▸ Document section:
⁂
GlobalArrays/ga

Can we add the TARGET attribute to the arrays in mafdecls.fh?

Closed this issue · 5 comments

Adding the TARGET attribute to arrays such as INT_MB and DBL_MB allows Fortran programmers to direct pointers at segments of those arrays. This can be used to access the MA memory just like you would normal Fortran arrays. To me this allows for more concise and clearer code than doing explicit offset calculations. See the sample code (and modified mafdecls.fh) in
target_pr.zip.

This may have a severe negative impact on performance if it turns off compiler optimizations. Please provide NWChem benchmarks with Intel, PGI, IBM XL, and GCC Fortran compilers to show that this has zero impact on performance.

Honestly, I see no reason to improve MA. NWChem needs to deprecate that API and move to modern Fortran using allocate. That is the only reasonable thing to do if you want to use Fortran pointers.

Note that the motivation for MA is largely gone, because Fortran 95+ compilers are widely available and ARMCI is far less dependent on registered memory slabs than it used to be. The ARMCI back-end that benefits from MA_USES_ARMCI_MEM is Mellanox InfiniBand but recent hardware supports ODP.
⁂
▸ Dataset extract:
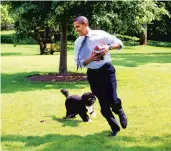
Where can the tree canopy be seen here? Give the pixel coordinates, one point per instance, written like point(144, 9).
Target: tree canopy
point(123, 17)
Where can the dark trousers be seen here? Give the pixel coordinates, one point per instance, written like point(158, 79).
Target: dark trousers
point(103, 84)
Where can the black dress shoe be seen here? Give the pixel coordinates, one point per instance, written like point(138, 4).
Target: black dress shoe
point(123, 118)
point(113, 134)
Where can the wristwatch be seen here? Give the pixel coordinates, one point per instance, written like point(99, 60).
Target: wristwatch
point(110, 47)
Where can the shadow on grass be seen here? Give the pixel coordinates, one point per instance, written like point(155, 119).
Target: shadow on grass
point(11, 54)
point(11, 83)
point(67, 122)
point(137, 59)
point(159, 43)
point(150, 43)
point(94, 142)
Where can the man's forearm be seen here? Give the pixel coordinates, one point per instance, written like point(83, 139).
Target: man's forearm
point(87, 61)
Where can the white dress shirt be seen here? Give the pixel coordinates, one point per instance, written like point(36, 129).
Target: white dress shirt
point(95, 37)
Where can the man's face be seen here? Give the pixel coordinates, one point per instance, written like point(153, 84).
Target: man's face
point(80, 28)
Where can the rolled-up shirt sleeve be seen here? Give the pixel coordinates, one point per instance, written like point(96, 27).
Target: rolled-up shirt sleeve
point(77, 46)
point(76, 51)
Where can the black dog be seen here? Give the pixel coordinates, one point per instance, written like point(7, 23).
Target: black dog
point(79, 105)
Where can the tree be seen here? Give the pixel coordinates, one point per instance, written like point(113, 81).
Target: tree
point(31, 20)
point(6, 17)
point(119, 16)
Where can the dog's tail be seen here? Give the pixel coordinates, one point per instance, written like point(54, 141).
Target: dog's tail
point(65, 92)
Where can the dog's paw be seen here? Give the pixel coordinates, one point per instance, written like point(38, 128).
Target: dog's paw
point(93, 114)
point(89, 120)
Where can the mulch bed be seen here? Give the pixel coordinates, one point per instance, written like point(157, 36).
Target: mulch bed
point(50, 77)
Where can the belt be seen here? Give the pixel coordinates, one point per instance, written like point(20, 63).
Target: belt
point(99, 69)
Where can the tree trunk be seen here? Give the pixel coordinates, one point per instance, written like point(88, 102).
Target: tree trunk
point(143, 35)
point(63, 46)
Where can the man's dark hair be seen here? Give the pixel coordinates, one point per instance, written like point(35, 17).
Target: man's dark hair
point(81, 20)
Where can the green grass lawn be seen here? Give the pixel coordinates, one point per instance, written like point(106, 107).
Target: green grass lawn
point(144, 85)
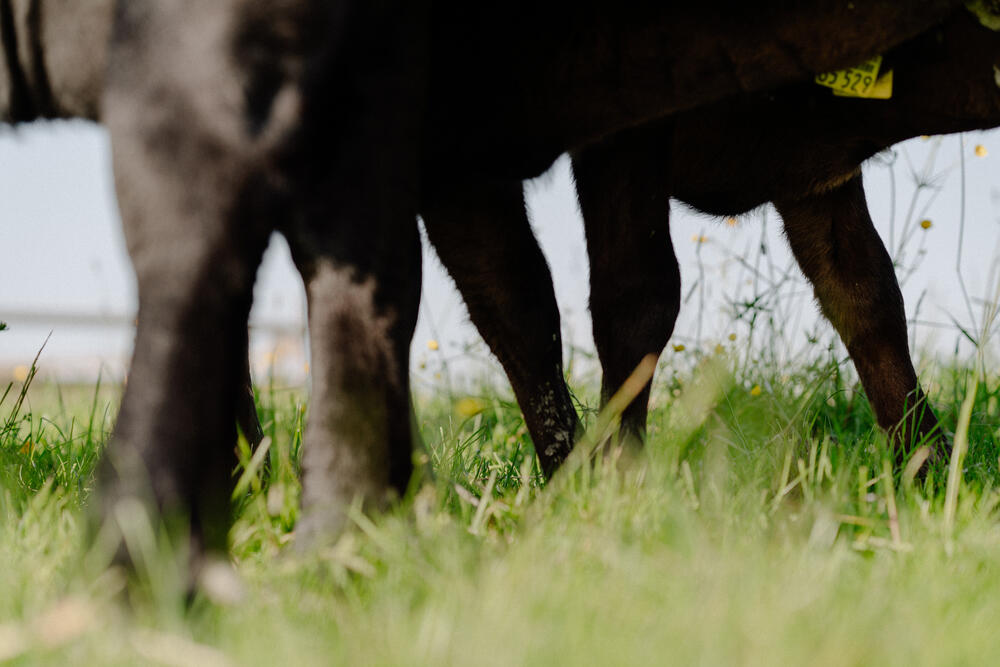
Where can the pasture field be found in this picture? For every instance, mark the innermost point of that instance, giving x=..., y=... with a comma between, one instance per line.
⁂
▸ Task brief:
Answer these questions from the thread about adding the TARGET attribute to arrays in mafdecls.fh:
1. Which two arrays are given as examples?
2. Which Fortran compilers should be used for the requested NWChem benchmarks?
3. Which ARMCI back-end benefits from MA_USES_ARMCI_MEM?

▸ Written answer:
1. INT_MB and DBL_MB.
2. Intel, PGI, IBM XL, and GCC.
3. Mellanox InfiniBand.